Your task
Return the lines of the records below unchanged, starting at the first line and ending at the line that contains "<point>429,26</point>", with both ends included.
-- Begin Recorded information --
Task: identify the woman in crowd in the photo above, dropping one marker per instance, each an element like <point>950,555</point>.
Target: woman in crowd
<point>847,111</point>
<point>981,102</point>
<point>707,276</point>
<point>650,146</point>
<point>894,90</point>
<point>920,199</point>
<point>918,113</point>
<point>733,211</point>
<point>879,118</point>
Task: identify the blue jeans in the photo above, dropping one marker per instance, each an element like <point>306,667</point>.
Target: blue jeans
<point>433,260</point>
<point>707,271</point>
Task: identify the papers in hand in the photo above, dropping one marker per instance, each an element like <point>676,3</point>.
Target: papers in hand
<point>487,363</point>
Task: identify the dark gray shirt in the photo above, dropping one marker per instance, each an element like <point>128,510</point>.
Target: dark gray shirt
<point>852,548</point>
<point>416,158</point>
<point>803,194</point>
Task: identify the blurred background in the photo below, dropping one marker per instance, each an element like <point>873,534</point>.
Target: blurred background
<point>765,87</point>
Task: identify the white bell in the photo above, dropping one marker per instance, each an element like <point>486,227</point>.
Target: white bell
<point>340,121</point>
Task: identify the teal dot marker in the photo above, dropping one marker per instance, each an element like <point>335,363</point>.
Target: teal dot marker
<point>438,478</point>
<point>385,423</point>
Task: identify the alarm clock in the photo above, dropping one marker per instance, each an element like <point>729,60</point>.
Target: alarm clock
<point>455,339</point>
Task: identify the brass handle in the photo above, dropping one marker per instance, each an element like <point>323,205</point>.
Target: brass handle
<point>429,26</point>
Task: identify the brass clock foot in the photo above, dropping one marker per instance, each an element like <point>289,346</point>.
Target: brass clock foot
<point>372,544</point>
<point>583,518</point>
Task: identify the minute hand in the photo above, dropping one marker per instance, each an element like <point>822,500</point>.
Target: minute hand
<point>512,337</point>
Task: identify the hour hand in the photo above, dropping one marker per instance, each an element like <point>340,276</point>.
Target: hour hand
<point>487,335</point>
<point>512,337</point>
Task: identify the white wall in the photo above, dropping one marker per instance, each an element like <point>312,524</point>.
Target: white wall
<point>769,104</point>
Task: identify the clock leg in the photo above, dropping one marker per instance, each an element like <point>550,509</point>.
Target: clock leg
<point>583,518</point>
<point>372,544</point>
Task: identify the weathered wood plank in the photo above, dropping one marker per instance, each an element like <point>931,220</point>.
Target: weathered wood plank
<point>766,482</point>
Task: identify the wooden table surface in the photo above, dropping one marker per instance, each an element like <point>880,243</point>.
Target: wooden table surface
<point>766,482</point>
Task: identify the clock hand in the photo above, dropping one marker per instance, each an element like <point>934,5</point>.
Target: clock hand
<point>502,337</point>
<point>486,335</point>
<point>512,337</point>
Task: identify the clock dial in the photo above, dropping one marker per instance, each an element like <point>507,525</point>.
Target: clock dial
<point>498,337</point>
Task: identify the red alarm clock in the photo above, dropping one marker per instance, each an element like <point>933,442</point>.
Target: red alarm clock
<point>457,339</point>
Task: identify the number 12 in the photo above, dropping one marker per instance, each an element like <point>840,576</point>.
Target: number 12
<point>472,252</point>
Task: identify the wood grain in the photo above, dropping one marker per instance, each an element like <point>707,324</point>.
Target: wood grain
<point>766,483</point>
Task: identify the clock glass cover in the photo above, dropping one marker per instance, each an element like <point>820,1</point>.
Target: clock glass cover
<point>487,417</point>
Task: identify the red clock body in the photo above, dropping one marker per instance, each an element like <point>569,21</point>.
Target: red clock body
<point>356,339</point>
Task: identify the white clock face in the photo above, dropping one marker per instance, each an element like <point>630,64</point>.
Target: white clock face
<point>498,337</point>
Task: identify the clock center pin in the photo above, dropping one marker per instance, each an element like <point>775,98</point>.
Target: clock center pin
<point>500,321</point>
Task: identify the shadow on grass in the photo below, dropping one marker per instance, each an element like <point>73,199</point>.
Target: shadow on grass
-- End Recorded information --
Task solution
Task: identify the woman in crowd in the photo above, dropping one marker per instance, each an element like <point>950,555</point>.
Target: woman in crowd
<point>847,111</point>
<point>981,102</point>
<point>707,276</point>
<point>650,146</point>
<point>894,90</point>
<point>920,199</point>
<point>918,113</point>
<point>733,211</point>
<point>879,118</point>
Task: identify the blue jeans in the photo above, dropping one marker per instance, each an element like <point>306,667</point>.
Target: blue jeans
<point>433,260</point>
<point>707,271</point>
Task: identify the papers in hand in the photo above, dropping one marker per instance, each an element like <point>676,3</point>.
Target: papers in hand
<point>487,363</point>
Task: identify the dark gray shirt in the photo above, dropping one marker per instance, each an element like <point>128,510</point>.
Target: dark gray shirt
<point>852,548</point>
<point>416,158</point>
<point>803,194</point>
Task: identify the blurred background in the photo below, dropping one marker per instance, each an element like <point>873,534</point>.
Target: blurred background
<point>765,87</point>
Task: identify the white bell in the photo above, dropping one marker per instance, each an element like <point>486,227</point>.
Target: white bell
<point>340,121</point>
Task: identify the teal dot marker in the photo above, dropping one marker per instance, each an element like <point>335,363</point>.
Target: teal dot marker
<point>438,478</point>
<point>385,423</point>
Task: identify the alarm clock in the photo above, dropping one marker per instance, each an element like <point>729,60</point>.
Target: alarm clock
<point>455,339</point>
Task: identify the brass handle in the photo above, dropping one marker per instance, each an element like <point>323,205</point>.
Target: brass handle
<point>429,26</point>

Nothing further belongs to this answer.